== Exercise ==
Restate, word for word and with no pictures, the stretch of lines in the data below that begins at the line with "of the shirt" and ends at the line with "of the baby's", inclusive.

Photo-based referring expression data
####################
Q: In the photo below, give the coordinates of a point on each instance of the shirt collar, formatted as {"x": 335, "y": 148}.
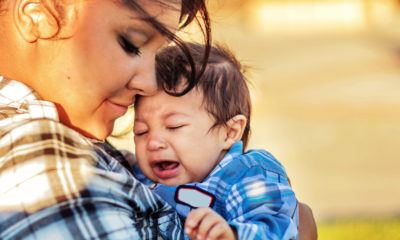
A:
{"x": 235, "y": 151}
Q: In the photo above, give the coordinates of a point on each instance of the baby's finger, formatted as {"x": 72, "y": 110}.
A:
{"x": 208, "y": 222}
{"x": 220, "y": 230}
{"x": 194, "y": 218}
####################
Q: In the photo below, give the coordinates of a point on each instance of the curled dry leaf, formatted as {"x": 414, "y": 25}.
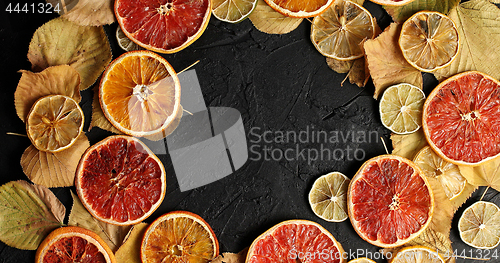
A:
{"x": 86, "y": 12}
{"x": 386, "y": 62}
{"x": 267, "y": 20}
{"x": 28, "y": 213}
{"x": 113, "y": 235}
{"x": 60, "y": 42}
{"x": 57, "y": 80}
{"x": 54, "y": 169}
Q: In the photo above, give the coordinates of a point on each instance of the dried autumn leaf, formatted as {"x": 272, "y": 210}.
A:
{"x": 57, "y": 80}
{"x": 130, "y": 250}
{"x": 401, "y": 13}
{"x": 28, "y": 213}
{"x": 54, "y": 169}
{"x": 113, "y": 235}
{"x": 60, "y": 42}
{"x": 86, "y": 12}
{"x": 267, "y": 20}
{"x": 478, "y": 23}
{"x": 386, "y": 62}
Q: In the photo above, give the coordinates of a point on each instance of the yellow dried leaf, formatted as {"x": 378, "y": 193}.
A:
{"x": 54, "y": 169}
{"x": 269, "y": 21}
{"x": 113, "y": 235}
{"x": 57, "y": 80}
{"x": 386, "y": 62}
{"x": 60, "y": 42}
####################
== Task result ==
Q: In the photo below, give the coordinates of a point on each instance of the shirt collar, formatted as {"x": 335, "y": 148}.
A:
{"x": 235, "y": 151}
Q: In the photo above, give the coordinates of a point on each instance of the baby's finger, formatted as {"x": 72, "y": 110}.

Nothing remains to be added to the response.